● **Aufgabenstellung**:
Geben Sie die Zeilen von der Zeile mit „# point at: sign“ bis einschließlich der Zeile mit „x=761, y=580“ unverändert aus.

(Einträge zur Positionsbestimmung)
________________________________________

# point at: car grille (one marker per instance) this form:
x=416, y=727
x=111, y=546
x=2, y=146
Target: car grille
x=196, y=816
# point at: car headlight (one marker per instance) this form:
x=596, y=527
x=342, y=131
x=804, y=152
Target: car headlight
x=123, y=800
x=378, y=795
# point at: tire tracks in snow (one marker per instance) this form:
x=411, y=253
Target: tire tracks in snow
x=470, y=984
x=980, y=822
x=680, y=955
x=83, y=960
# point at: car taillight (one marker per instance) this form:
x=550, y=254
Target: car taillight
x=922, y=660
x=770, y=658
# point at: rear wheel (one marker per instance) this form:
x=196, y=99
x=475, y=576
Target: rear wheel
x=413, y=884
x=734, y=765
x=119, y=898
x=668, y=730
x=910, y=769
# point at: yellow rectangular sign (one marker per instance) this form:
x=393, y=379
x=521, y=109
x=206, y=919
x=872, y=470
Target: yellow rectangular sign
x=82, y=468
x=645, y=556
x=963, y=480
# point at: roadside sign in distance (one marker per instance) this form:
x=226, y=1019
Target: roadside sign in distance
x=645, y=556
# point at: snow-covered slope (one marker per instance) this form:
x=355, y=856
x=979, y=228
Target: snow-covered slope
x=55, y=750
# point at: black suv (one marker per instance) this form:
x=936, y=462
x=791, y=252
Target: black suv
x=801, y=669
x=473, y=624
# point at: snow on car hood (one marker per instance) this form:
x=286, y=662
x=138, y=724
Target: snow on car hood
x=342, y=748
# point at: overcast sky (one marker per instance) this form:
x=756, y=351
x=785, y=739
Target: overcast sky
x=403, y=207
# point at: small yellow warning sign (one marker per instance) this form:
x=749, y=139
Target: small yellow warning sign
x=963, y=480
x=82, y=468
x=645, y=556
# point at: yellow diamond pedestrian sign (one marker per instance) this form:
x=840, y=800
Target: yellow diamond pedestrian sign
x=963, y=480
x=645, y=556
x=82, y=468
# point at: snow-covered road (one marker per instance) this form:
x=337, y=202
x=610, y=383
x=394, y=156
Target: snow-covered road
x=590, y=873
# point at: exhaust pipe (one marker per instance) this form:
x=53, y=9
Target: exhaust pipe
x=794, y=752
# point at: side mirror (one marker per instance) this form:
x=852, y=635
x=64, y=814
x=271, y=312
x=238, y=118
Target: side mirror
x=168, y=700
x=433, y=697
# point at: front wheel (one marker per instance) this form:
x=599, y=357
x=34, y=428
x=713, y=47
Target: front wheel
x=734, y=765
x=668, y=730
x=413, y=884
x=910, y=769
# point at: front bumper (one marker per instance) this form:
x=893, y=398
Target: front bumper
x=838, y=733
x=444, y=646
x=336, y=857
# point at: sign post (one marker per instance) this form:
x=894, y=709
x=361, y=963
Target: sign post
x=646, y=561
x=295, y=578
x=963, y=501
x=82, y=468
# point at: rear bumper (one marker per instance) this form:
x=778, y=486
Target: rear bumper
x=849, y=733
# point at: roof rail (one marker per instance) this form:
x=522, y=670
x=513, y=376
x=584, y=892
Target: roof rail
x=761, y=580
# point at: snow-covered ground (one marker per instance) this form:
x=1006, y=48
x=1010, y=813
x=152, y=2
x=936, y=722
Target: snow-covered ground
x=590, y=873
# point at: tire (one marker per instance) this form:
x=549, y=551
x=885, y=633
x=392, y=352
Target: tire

________________________________________

● **Antwort**:
# point at: sign post (one marker per instance) this form:
x=894, y=709
x=361, y=963
Target: sign post
x=646, y=561
x=295, y=578
x=963, y=501
x=82, y=468
# point at: rear bumper (one marker per instance) this form:
x=778, y=486
Target: rear bumper
x=849, y=733
# point at: roof rail (one marker per instance) this form:
x=522, y=670
x=513, y=376
x=584, y=892
Target: roof rail
x=761, y=580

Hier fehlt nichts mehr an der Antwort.